WHAT THE TASK ASKS
Could you count the lines in the entries beneath that hold the word "poster"? Respond with the number alone.

▼▼▼

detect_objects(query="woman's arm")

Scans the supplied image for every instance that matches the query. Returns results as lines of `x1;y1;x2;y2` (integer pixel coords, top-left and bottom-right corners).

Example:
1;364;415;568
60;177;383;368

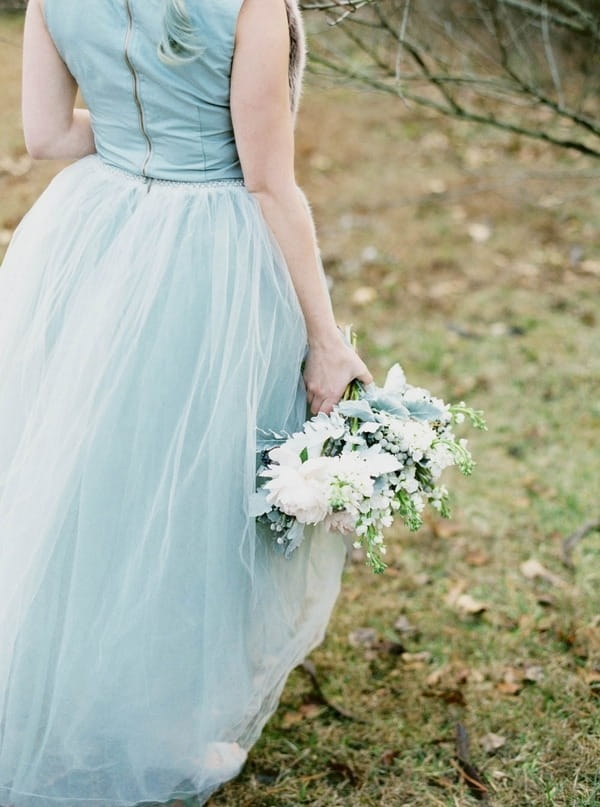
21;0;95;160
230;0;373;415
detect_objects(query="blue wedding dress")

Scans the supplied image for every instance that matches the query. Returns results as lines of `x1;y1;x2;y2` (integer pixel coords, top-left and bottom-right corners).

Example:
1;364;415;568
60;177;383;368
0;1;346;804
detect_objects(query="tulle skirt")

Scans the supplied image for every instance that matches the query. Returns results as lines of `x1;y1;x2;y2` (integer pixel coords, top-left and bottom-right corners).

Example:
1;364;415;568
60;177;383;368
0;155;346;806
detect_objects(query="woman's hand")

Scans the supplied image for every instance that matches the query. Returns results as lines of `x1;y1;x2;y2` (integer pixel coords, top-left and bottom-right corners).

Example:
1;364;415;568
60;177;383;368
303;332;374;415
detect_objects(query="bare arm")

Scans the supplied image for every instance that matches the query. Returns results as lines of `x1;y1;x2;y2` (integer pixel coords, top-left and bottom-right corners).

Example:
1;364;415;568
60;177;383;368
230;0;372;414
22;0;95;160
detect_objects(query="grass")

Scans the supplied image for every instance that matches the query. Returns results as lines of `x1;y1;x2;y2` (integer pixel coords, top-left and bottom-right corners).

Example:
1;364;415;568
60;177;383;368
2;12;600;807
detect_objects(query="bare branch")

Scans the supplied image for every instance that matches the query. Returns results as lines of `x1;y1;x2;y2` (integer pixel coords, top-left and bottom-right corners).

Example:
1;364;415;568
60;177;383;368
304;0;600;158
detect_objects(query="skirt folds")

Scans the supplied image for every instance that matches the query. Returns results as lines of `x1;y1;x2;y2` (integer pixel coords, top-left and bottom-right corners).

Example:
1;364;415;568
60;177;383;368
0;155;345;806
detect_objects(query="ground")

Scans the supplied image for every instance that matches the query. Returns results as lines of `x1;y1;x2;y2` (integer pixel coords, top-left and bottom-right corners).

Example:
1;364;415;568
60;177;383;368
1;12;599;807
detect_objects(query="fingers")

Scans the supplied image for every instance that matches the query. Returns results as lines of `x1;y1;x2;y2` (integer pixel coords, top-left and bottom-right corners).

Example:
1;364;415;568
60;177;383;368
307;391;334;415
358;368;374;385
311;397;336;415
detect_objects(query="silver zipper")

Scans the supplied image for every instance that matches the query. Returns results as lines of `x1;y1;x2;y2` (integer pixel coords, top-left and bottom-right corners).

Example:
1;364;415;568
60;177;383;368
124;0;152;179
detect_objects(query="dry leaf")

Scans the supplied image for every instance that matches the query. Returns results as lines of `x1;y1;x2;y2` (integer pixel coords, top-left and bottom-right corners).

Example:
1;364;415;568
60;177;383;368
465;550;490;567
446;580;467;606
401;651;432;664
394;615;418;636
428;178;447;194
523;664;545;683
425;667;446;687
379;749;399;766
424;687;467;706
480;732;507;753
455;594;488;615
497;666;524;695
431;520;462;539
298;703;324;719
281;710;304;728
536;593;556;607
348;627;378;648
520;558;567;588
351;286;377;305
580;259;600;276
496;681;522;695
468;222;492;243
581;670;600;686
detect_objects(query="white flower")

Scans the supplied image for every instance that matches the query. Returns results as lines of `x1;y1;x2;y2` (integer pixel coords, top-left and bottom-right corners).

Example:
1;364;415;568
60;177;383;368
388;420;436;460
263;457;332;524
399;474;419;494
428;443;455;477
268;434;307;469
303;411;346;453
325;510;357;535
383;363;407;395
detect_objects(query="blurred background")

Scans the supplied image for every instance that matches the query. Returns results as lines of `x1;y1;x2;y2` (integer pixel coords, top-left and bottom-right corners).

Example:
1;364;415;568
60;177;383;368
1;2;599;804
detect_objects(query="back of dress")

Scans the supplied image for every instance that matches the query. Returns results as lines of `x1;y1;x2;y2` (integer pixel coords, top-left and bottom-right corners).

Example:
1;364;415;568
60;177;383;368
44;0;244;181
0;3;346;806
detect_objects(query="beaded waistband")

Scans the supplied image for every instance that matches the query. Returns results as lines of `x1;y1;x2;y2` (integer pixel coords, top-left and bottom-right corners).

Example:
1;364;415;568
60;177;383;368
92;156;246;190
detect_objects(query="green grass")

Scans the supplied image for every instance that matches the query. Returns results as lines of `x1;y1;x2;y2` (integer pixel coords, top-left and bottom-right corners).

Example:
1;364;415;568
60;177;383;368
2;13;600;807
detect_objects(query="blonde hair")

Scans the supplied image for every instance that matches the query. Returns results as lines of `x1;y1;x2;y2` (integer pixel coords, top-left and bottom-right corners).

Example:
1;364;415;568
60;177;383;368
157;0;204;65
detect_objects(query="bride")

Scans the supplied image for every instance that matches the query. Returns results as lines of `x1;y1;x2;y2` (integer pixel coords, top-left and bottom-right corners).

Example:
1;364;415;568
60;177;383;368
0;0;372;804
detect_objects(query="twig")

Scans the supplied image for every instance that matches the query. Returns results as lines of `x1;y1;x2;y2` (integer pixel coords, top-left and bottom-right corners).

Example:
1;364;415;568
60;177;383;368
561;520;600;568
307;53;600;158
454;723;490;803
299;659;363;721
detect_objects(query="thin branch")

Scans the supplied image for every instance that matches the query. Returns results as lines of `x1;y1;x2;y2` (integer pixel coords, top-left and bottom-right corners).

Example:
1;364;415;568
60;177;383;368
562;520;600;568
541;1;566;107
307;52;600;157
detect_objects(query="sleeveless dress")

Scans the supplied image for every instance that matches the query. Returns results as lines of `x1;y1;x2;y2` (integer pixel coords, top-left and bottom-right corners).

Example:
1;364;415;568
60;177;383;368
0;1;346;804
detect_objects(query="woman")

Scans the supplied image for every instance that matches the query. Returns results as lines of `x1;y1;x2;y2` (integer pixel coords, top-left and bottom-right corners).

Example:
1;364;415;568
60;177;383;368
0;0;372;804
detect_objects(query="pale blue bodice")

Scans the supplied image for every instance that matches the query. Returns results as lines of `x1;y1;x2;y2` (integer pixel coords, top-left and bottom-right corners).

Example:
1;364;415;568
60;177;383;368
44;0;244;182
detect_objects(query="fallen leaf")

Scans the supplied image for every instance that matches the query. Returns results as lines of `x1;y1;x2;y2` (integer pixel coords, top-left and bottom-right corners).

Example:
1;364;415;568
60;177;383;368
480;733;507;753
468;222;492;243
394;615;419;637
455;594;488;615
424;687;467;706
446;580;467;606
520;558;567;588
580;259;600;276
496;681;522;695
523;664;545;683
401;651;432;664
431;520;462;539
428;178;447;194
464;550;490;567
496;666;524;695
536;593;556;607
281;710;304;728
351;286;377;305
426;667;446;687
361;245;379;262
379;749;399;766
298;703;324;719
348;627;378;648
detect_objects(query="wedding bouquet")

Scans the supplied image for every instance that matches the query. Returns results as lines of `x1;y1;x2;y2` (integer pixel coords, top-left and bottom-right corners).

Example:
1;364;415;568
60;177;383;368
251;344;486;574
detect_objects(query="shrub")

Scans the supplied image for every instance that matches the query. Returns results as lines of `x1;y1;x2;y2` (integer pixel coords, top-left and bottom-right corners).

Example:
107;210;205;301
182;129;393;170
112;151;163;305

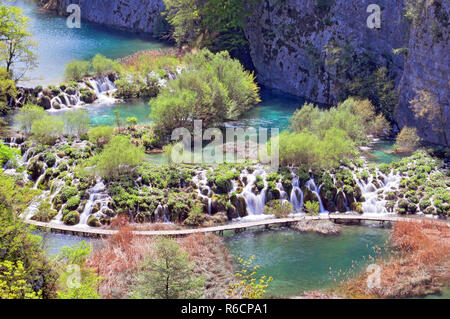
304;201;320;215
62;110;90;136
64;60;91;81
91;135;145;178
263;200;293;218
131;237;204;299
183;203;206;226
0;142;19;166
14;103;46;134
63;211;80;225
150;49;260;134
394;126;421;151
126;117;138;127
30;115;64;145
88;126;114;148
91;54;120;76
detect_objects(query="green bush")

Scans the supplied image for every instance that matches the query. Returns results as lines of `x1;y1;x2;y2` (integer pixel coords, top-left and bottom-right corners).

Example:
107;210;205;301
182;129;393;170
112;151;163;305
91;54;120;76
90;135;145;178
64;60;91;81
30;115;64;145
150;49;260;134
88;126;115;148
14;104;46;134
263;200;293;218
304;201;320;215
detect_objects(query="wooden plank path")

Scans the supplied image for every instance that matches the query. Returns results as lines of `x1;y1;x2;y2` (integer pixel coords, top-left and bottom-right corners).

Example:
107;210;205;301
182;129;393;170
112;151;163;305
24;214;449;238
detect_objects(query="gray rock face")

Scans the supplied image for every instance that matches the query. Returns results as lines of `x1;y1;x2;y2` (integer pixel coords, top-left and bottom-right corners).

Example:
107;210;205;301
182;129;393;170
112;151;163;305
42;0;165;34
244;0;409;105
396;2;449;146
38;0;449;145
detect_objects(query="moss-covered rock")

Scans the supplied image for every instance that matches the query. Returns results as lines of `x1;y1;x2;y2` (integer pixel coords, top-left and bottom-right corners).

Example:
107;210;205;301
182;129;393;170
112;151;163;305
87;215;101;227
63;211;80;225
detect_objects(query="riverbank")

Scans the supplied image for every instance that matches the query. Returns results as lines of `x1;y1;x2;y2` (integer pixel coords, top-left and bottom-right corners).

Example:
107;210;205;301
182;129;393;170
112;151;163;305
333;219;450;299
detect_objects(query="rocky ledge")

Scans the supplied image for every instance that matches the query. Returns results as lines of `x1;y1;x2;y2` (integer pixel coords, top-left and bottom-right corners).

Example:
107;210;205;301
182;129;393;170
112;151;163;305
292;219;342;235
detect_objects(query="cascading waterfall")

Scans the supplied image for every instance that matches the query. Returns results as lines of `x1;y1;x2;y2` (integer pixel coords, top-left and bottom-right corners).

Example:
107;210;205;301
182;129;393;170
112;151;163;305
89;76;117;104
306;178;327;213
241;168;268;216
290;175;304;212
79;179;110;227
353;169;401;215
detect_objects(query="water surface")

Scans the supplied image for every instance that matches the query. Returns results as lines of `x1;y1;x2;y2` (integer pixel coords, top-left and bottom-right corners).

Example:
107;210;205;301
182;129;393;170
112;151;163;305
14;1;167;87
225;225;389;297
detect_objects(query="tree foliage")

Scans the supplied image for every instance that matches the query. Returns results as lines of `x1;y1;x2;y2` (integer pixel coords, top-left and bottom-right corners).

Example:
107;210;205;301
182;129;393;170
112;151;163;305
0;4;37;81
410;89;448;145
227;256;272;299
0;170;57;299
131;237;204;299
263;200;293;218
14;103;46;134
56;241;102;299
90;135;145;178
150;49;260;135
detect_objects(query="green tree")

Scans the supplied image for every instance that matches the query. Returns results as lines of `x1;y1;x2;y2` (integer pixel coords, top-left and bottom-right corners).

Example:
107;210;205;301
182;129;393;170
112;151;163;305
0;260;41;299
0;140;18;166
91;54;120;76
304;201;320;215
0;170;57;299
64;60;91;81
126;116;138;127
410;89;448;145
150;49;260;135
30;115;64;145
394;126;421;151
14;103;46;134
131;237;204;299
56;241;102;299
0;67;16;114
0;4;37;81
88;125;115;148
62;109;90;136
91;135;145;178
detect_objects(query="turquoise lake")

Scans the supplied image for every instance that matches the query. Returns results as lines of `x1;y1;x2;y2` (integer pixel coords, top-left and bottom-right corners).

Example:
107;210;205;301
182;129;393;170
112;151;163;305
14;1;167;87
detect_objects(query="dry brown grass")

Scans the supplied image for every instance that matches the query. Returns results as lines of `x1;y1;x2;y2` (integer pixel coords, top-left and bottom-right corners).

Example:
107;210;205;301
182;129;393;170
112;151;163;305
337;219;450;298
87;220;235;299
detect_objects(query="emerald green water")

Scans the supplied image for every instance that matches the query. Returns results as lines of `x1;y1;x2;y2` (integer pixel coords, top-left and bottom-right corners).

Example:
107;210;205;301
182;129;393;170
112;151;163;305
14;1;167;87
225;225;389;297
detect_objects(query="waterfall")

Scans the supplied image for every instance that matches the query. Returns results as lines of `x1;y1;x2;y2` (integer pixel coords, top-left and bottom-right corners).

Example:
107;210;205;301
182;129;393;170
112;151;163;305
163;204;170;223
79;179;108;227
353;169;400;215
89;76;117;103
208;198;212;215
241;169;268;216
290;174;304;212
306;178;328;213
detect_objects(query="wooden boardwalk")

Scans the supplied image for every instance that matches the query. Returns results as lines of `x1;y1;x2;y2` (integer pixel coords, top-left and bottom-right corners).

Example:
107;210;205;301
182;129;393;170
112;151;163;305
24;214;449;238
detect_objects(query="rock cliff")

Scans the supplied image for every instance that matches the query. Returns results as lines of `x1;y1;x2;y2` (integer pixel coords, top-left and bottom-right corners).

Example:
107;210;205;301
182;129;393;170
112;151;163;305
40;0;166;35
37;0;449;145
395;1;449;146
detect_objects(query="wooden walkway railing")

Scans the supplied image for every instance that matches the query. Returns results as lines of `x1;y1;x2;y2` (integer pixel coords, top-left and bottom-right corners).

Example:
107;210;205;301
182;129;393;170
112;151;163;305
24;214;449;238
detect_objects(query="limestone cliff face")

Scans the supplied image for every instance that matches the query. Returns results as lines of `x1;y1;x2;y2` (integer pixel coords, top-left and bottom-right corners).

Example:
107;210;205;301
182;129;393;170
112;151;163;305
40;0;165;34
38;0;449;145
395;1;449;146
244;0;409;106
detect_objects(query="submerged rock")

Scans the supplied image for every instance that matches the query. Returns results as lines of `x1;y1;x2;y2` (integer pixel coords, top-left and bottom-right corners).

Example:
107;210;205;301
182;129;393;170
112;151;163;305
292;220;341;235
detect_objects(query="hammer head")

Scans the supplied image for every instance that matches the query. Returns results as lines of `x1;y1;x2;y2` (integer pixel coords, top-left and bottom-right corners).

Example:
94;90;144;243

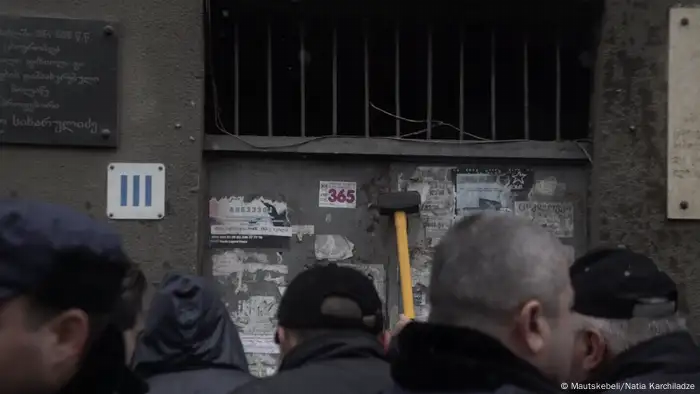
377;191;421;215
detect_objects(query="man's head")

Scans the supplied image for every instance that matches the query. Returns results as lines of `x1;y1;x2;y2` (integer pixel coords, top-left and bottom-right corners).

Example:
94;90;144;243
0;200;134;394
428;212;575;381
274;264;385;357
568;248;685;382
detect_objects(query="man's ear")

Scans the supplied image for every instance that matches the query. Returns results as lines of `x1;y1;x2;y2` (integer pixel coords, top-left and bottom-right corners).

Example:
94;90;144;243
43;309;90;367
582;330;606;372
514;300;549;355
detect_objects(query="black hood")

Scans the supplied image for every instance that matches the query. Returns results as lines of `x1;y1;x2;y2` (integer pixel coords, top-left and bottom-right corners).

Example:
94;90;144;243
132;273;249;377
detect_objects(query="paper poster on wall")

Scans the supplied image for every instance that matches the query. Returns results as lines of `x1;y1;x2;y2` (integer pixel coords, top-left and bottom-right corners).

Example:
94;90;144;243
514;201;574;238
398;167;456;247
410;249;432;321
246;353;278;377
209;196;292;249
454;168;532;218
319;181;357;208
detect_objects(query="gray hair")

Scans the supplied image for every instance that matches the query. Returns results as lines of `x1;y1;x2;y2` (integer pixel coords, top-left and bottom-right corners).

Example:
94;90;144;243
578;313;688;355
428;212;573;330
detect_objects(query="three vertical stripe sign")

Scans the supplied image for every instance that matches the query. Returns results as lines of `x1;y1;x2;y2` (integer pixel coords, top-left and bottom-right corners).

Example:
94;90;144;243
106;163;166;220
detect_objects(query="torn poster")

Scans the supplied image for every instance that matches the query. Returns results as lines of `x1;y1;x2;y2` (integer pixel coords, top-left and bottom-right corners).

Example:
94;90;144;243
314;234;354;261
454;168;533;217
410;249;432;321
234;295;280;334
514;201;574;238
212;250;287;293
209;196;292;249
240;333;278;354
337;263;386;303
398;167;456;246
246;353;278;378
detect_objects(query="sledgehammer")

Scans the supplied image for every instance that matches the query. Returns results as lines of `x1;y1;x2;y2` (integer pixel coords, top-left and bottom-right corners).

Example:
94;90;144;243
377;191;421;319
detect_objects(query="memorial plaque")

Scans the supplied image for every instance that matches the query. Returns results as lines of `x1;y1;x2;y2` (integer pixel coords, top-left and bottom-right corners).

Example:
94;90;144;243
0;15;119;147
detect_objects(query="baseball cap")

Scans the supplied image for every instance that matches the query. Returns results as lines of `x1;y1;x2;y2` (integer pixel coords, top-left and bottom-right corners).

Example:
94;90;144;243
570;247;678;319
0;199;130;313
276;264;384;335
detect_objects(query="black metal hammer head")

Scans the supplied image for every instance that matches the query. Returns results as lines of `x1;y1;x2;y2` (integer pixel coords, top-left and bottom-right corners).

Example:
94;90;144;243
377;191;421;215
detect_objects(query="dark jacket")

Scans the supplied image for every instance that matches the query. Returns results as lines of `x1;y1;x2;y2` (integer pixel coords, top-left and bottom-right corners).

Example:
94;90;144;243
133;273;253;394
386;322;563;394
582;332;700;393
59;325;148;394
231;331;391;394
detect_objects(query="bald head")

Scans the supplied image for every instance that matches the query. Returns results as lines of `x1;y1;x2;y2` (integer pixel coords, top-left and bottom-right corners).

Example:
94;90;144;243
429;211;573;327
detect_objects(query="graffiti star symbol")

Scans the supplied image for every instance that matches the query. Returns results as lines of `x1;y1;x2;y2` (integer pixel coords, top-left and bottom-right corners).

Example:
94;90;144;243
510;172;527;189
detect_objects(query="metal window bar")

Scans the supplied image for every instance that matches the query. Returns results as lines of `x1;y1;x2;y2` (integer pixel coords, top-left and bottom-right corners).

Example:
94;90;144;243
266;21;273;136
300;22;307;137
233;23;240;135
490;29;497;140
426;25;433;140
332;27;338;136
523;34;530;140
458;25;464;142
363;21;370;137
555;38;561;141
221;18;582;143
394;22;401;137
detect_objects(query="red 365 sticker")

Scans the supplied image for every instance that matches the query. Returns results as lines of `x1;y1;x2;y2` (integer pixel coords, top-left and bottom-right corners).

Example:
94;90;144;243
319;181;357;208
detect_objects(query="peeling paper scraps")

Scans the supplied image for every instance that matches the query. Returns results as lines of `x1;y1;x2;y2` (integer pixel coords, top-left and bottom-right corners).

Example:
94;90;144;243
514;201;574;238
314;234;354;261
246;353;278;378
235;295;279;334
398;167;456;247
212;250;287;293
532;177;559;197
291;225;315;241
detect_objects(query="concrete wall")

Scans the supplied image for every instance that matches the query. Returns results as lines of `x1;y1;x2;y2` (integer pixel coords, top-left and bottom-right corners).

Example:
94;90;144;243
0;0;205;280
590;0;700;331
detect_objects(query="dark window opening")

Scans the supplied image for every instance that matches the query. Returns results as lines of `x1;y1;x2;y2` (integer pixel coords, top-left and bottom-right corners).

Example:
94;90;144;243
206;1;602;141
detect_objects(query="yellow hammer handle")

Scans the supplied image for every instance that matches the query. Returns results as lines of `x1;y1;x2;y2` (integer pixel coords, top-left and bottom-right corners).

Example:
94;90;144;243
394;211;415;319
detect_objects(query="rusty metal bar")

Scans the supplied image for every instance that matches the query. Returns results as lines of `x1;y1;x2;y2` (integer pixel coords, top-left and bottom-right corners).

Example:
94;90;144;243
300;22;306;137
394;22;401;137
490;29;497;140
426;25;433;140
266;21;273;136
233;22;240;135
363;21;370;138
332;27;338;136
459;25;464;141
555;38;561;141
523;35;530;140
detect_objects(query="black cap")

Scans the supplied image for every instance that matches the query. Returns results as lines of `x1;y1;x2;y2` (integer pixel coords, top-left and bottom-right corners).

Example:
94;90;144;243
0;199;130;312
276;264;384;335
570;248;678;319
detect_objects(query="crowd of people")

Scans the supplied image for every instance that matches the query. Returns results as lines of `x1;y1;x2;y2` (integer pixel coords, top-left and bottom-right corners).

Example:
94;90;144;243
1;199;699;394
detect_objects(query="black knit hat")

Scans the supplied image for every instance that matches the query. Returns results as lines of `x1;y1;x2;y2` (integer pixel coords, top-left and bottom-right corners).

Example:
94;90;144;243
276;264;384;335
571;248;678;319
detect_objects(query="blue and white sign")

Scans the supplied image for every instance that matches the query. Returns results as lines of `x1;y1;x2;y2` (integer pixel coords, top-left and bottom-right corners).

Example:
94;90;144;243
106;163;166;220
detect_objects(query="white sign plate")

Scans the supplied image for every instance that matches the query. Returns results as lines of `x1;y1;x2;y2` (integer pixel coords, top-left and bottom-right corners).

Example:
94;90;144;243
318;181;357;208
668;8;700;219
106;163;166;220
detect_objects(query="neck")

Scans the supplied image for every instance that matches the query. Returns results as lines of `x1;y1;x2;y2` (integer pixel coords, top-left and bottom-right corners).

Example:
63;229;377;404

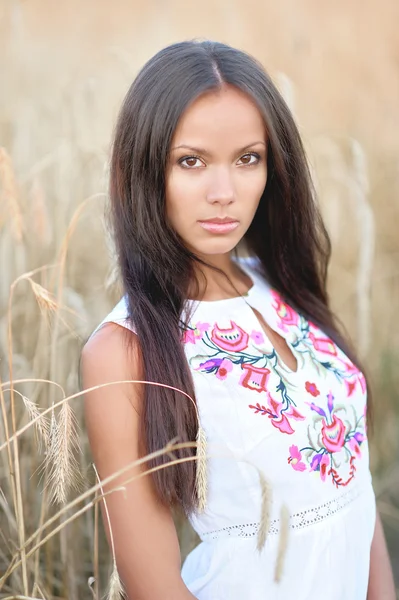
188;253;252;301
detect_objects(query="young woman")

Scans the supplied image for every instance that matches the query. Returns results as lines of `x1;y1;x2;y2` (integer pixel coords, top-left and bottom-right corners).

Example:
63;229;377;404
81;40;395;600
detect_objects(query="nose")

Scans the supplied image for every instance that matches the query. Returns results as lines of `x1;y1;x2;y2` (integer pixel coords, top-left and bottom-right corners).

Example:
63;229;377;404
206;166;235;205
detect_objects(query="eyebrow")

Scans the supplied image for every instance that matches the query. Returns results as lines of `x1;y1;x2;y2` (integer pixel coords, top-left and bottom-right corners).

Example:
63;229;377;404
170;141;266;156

▲▲▲

RESULT
2